#### [Records for the exercise]
━━━
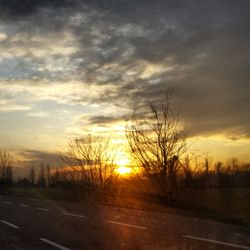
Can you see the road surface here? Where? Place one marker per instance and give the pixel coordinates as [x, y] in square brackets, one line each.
[42, 224]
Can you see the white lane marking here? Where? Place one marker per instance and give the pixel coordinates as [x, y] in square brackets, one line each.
[75, 215]
[23, 205]
[42, 209]
[8, 202]
[125, 224]
[9, 224]
[216, 242]
[243, 238]
[52, 243]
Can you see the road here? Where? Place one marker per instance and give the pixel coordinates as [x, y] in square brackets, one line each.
[43, 224]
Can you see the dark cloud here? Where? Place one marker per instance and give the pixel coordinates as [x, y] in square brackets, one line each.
[201, 46]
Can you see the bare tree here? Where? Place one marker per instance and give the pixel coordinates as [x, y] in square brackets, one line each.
[157, 140]
[41, 178]
[91, 160]
[32, 176]
[5, 167]
[48, 176]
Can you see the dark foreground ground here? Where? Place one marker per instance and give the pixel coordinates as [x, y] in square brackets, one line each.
[27, 223]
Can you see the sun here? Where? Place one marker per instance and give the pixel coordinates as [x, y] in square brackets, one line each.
[123, 168]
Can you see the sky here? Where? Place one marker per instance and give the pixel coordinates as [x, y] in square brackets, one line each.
[69, 68]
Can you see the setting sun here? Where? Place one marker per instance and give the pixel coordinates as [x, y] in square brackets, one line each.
[123, 170]
[122, 166]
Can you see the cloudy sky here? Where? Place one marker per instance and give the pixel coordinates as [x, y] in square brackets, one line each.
[69, 68]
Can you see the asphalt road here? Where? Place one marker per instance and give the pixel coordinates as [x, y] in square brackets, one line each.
[43, 224]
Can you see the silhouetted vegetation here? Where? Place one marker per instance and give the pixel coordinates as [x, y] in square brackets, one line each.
[167, 175]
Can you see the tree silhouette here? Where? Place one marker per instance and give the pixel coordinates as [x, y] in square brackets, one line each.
[157, 140]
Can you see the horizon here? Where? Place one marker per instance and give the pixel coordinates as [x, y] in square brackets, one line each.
[71, 68]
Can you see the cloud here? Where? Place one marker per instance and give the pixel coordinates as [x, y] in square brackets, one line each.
[121, 52]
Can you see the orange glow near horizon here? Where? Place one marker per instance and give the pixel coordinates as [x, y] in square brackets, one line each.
[122, 170]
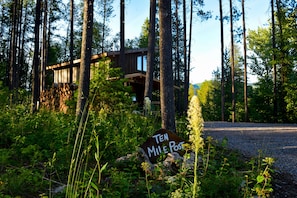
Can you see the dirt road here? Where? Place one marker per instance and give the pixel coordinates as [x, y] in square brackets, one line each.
[273, 140]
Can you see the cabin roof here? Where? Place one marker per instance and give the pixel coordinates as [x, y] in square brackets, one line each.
[95, 58]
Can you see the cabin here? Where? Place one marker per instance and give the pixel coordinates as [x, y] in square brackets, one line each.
[134, 70]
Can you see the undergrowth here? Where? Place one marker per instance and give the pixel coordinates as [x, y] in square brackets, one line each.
[48, 154]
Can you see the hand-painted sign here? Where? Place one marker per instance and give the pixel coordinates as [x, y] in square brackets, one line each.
[162, 142]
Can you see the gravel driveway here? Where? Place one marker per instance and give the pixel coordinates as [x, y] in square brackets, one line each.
[274, 140]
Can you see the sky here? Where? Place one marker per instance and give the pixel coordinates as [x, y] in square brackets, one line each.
[206, 41]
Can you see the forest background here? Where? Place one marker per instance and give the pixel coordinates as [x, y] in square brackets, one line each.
[30, 38]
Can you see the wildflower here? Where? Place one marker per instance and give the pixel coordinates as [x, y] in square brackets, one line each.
[147, 106]
[195, 124]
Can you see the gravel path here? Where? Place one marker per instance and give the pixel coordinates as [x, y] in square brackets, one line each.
[274, 140]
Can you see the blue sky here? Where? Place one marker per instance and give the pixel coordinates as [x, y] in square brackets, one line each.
[206, 35]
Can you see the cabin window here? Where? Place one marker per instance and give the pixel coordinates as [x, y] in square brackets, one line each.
[142, 63]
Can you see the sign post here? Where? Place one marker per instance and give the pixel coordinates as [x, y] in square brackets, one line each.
[162, 142]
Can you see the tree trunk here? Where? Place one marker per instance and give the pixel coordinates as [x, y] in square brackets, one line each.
[232, 62]
[166, 73]
[86, 53]
[44, 47]
[122, 36]
[13, 74]
[222, 64]
[36, 61]
[177, 59]
[184, 101]
[187, 66]
[151, 51]
[273, 63]
[71, 48]
[245, 64]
━━━
#### [Exercise task]
Add 146 to every coordinate in the answers from the line containing "Can you see the cabin window" down to the end of the records, and give all those lines again with the rest of their text unchanged.

#### [Finished answer]
Can you see the cabin window here? Where? Place one marker per instance and give the pixel coordinates as [x, y] in square brackets, one line each.
[288, 209]
Can you see the sign post here? Where? Place one marker per instance and give the pixel coordinates as [x, y] in square brackets, one line each.
[308, 288]
Can you see the tree trunk here? Where? Place one marker per instance and give the pixel coordinates as [x, y] in square brackets, one line each.
[378, 208]
[312, 219]
[232, 199]
[190, 193]
[268, 182]
[159, 220]
[368, 210]
[182, 207]
[323, 205]
[330, 247]
[333, 212]
[297, 197]
[419, 209]
[217, 194]
[391, 210]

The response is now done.